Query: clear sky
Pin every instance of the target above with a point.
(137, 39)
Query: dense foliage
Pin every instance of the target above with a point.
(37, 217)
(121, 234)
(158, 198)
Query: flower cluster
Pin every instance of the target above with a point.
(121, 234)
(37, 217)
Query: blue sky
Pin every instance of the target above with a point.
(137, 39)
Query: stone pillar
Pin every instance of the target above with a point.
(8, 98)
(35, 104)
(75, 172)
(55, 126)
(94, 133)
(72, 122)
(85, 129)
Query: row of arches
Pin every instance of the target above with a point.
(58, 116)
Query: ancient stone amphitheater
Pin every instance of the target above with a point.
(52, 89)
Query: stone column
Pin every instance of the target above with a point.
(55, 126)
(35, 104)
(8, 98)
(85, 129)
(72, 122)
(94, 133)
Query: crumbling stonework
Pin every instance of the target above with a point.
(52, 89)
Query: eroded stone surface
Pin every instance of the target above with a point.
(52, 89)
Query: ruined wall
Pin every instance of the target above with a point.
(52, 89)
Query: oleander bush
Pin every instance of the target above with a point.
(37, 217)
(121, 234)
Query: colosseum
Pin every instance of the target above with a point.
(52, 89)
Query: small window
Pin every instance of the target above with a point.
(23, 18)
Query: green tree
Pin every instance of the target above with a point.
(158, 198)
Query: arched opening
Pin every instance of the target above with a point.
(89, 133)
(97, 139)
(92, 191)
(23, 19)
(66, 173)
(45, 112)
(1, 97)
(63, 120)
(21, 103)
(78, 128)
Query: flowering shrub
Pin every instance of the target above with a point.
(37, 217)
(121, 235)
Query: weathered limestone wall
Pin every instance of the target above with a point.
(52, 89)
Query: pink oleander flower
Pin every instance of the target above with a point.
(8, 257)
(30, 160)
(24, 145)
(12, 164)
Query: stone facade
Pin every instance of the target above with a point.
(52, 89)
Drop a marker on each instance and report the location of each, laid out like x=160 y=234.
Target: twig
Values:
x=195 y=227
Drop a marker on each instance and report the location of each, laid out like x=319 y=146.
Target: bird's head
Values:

------------------------------------------------

» **Problem details**:
Retype the listing exactly, in full.

» **The solution**:
Query: clear sky
Pin every instance of the target above with a point.
(137, 39)
Query: dense foliage
Pin every instance of the target above with a point.
(37, 217)
(121, 234)
(158, 198)
Query: flower cluster
Pin every instance of the target above with a point.
(121, 234)
(37, 217)
Query: blue sky
Pin every instance of the target above with a point.
(137, 39)
Query: stone pillar
Pin every instance of the target above with a point.
(8, 98)
(35, 104)
(75, 172)
(55, 126)
(94, 133)
(72, 122)
(85, 129)
Query: row of arches
Pin every instance of the target above with a point.
(58, 116)
Query: ancient stone amphitheater
Pin every instance of the target above with a point.
(52, 89)
Query: stone column
Pin every instance of the target above with a point.
(55, 126)
(35, 104)
(8, 98)
(85, 129)
(72, 122)
(94, 133)
Query: crumbling stonework
Pin every instance of the target above with a point.
(52, 89)
Query: eroded stone surface
Pin every instance of the target above with a point.
(52, 89)
Query: ruined wall
Pin every instance of the target above with a point.
(52, 89)
Query: oleander bush
Pin every instance of the target above with a point.
(37, 217)
(121, 234)
Query: colosseum
Pin every instance of the target above with a point.
(52, 89)
Query: small window
Pin every instance of the target above with a point.
(23, 18)
Query: green tree
Pin every instance of the target above with a point.
(158, 198)
Query: arched opening
Pin every instance of the target above with a point.
(89, 133)
(97, 139)
(92, 191)
(23, 19)
(66, 173)
(45, 112)
(1, 97)
(63, 120)
(21, 103)
(78, 128)
Query: flowering shrub
Pin every instance of the target above with a point.
(37, 217)
(121, 235)
Query: weathered limestone wall
Pin every instance of the target above with a point.
(52, 89)
Query: pink oleander flower
Pin every instance of the target above with a point.
(8, 257)
(30, 160)
(24, 145)
(12, 164)
Query: stone facade
Pin every instance of the target above with a point.
(52, 89)
Drop a marker on each instance and report the location of each, laid out like x=160 y=234.
Target: twig
Values:
x=195 y=227
Drop a marker on each instance and report the location of each, laid out like x=319 y=146.
Target: bird's head
Values:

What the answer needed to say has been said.